## Supplied passage
◆ ◆ ◆ ◆

Re: Online machine learning on top of Hama BSP

Posted by Sean Owen <sr...@gmail.com>.

Personally -- note, personally -- I think that's a whole other project. I
doubt Mahout will ever be anything but Hadoop-based, plus some sequential /
pure Java bits. Or, put another way: that's way too much scope, to span a
third (fourth?) computation model, in a project already sprawling.

I think this is certainly could, should, just be another project. BSP-based
or graph-based ML algorithms. No reason it can't be done by same or similar
people or reuse code, etc. It's a good idea. I don't see a reason such a
thing has to intersect with Mahout directly.

Sean

On Mon, May 28, 2012 at 5:08 PM, Robin Anil <ro...@gmail.com> wrote:

> OK. So say mahout moves to using bsp. There are obviously risks you
> mentioned.

◆ ◆ ◆ ◆

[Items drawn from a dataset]
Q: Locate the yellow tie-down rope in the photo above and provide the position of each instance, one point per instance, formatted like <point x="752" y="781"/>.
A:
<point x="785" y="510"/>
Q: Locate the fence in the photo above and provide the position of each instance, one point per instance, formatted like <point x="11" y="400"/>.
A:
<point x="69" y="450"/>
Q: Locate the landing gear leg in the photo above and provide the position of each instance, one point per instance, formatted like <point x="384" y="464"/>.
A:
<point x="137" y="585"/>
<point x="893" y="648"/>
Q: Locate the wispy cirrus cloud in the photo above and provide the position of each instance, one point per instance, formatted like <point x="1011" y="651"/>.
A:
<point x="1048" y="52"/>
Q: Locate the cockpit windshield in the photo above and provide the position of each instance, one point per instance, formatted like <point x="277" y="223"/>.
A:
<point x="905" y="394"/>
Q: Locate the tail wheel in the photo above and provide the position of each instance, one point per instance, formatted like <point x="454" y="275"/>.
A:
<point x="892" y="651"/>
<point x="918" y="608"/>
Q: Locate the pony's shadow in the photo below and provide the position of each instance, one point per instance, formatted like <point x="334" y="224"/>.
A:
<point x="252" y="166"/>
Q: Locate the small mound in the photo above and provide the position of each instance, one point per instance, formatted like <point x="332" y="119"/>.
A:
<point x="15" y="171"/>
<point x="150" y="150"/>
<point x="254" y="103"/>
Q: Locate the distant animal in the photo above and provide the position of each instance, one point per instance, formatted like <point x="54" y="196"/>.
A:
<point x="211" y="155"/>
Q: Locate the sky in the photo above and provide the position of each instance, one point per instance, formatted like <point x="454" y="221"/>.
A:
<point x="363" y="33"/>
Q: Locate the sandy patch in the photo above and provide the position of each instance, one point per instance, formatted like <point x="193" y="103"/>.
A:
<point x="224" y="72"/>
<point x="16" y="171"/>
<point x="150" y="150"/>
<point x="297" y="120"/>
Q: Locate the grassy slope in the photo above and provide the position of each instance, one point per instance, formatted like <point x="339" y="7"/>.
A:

◆ ◆ ◆ ◆

## Work instructions
- a) According to the forum reply, what does the poster doubt Mahout will ever be?
- b) How many lines of the records contain the word "landing"? Reply with the number only.

## Answers by task
- a) Anything but Hadoop-based, plus some sequential / pure Java bits.

- b) 1